--- REQUIREMENTS ---
Please reproduce the items word for word, starting at the very beginning and ending with the line that contains "Outlines of the ribbed", with both ends included. Leave the pictures out of your answer.

--- SUPPLIED DATA ---
——
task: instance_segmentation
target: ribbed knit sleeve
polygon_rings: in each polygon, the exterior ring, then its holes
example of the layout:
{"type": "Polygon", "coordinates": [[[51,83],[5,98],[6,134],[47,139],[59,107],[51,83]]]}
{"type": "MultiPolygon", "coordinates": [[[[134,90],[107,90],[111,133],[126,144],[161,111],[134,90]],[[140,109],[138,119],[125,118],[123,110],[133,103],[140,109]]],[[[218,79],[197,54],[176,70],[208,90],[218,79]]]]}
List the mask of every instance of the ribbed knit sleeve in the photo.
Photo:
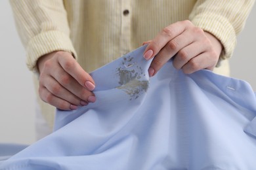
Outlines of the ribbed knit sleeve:
{"type": "Polygon", "coordinates": [[[244,27],[254,0],[199,0],[190,20],[214,35],[224,49],[221,58],[230,58],[236,44],[236,35],[244,27]]]}
{"type": "Polygon", "coordinates": [[[62,1],[10,0],[10,3],[30,70],[37,71],[38,58],[54,51],[67,51],[76,56],[62,1]]]}

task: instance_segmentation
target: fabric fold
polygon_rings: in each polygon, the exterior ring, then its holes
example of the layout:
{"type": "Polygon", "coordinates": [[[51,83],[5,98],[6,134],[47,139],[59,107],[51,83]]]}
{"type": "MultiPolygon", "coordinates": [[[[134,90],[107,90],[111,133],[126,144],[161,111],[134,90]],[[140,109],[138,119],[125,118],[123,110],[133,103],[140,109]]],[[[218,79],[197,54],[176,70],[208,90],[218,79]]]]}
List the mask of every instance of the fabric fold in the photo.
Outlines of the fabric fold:
{"type": "Polygon", "coordinates": [[[254,169],[249,84],[171,60],[149,78],[145,47],[91,73],[96,101],[58,110],[54,131],[0,169],[254,169]]]}

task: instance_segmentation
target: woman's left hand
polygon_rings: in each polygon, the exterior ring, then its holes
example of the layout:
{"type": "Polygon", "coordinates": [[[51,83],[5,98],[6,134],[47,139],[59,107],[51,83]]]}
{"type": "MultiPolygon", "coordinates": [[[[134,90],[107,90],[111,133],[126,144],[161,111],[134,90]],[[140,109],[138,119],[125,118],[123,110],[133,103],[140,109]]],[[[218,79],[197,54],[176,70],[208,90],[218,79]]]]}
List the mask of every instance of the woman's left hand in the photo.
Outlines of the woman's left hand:
{"type": "Polygon", "coordinates": [[[186,74],[203,69],[212,71],[223,48],[215,37],[188,20],[169,25],[152,41],[145,43],[148,45],[144,53],[144,58],[149,60],[155,56],[148,69],[150,76],[173,57],[173,66],[182,69],[186,74]]]}

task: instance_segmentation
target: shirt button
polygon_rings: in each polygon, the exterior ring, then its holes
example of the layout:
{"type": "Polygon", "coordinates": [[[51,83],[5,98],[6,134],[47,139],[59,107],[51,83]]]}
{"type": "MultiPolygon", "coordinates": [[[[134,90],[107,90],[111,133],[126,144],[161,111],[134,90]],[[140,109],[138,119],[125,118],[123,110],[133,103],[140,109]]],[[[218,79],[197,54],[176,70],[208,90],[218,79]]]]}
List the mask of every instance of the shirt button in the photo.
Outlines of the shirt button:
{"type": "Polygon", "coordinates": [[[124,16],[127,16],[129,14],[129,10],[125,9],[125,10],[123,11],[123,14],[124,16]]]}

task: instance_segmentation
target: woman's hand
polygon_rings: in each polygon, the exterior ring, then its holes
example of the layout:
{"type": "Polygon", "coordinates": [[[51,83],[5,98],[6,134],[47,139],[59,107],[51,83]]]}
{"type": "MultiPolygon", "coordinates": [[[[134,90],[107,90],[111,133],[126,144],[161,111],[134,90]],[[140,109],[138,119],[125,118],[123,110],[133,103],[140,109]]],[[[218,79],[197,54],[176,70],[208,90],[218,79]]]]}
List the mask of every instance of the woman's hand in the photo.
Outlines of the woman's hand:
{"type": "Polygon", "coordinates": [[[67,52],[54,52],[37,61],[40,97],[58,109],[74,110],[95,102],[93,78],[67,52]]]}
{"type": "Polygon", "coordinates": [[[150,76],[174,57],[173,66],[190,74],[200,69],[213,70],[217,65],[223,46],[211,34],[194,26],[190,21],[182,21],[165,27],[148,45],[144,57],[154,57],[148,69],[150,76]]]}

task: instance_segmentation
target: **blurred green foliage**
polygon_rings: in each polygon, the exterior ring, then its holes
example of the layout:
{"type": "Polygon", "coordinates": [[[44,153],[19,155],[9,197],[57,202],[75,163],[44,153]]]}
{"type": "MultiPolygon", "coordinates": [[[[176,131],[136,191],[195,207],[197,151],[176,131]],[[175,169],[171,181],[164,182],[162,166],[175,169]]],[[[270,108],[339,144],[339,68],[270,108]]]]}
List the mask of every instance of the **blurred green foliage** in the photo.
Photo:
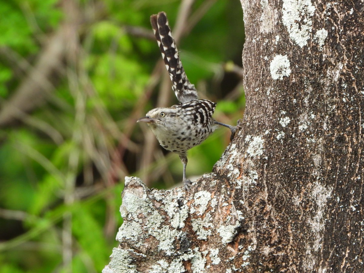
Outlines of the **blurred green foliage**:
{"type": "MultiPolygon", "coordinates": [[[[50,37],[69,19],[67,2],[0,3],[6,15],[0,18],[0,116],[50,37]]],[[[161,188],[179,182],[179,158],[159,146],[148,166],[140,163],[145,134],[130,117],[155,106],[159,86],[146,90],[161,58],[155,41],[126,27],[151,33],[149,16],[161,11],[173,26],[181,3],[74,2],[88,16],[79,23],[76,63],[65,58],[63,73],[49,79],[53,88],[46,101],[21,121],[0,125],[0,273],[100,272],[118,245],[123,176],[144,173],[149,186],[161,188]]],[[[192,13],[204,5],[179,49],[201,96],[218,102],[214,117],[234,123],[243,115],[244,91],[237,89],[241,79],[223,64],[241,64],[242,12],[238,1],[200,0],[192,13]]],[[[177,102],[173,96],[171,91],[169,105],[177,102]]],[[[210,171],[229,138],[221,128],[191,149],[188,175],[210,171]]]]}

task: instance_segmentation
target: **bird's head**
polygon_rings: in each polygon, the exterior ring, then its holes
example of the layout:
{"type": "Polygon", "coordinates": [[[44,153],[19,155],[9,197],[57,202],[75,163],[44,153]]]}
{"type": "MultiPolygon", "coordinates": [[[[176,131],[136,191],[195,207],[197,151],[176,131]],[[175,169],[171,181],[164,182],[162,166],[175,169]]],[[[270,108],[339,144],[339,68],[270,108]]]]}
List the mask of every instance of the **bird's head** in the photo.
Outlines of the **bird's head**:
{"type": "Polygon", "coordinates": [[[169,127],[174,126],[179,119],[177,112],[177,109],[173,107],[155,108],[136,122],[146,122],[152,128],[163,127],[168,129],[169,127]]]}

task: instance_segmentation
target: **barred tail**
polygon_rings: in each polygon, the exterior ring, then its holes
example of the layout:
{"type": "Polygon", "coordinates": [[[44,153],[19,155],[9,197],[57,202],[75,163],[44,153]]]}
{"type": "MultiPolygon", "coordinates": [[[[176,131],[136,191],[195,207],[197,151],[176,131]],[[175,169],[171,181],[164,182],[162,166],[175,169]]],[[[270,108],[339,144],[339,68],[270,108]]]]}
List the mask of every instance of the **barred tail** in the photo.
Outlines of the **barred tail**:
{"type": "Polygon", "coordinates": [[[152,15],[150,23],[177,98],[182,103],[197,99],[197,91],[190,82],[183,69],[167,15],[162,11],[152,15]]]}

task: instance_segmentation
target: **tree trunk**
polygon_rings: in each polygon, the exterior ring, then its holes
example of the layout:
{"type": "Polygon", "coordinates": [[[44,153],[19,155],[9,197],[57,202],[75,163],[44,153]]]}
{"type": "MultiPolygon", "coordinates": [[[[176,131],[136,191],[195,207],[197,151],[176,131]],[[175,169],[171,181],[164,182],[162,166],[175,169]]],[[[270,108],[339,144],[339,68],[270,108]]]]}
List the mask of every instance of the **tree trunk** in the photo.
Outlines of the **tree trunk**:
{"type": "Polygon", "coordinates": [[[242,0],[243,129],[192,193],[126,178],[103,272],[364,272],[360,2],[242,0]]]}

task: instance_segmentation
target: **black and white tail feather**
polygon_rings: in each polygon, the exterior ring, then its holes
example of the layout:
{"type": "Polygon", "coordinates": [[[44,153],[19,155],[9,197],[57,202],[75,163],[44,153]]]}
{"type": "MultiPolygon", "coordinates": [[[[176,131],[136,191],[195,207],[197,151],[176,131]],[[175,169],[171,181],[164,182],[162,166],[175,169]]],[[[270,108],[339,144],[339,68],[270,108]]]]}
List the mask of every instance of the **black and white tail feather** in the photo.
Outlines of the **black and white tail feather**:
{"type": "Polygon", "coordinates": [[[147,122],[159,144],[179,156],[183,167],[184,187],[189,191],[191,182],[186,176],[187,151],[206,139],[214,131],[216,124],[230,128],[232,139],[237,127],[215,120],[212,115],[216,104],[198,99],[197,91],[183,69],[166,13],[162,12],[152,15],[150,22],[172,80],[172,88],[181,103],[152,109],[137,122],[147,122]]]}
{"type": "Polygon", "coordinates": [[[184,103],[198,99],[195,86],[189,80],[179,59],[167,15],[162,11],[152,15],[150,23],[178,101],[184,103]]]}

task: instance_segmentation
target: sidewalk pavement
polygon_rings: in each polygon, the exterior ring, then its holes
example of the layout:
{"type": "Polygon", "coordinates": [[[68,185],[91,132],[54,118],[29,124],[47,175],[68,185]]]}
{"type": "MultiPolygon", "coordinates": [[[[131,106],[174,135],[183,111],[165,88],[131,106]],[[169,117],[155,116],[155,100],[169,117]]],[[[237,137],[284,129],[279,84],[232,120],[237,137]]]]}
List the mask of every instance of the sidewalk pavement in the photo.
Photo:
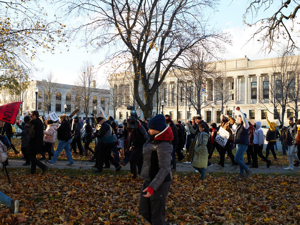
——
--- TASK SOLUTION ---
task: instance_segmentation
target: ribbed knit sleeve
polygon_rings: in each polygon, the exterior ring, then its holes
example of the layout:
{"type": "Polygon", "coordinates": [[[51,83],[5,98],[6,134],[47,139],[59,107],[51,83]]]}
{"type": "MultiPolygon", "coordinates": [[[[134,90],[107,90],[111,133],[126,144],[161,111],[134,90]],[[140,109],[138,119],[125,118],[123,110],[133,103],[140,109]]],[[[218,79],[197,54],[176,70],[208,90],[218,79]]]]}
List the mask of every instance of the ribbed knit sleeve in the photo.
Photo:
Outlines of the ribbed knit sleeve:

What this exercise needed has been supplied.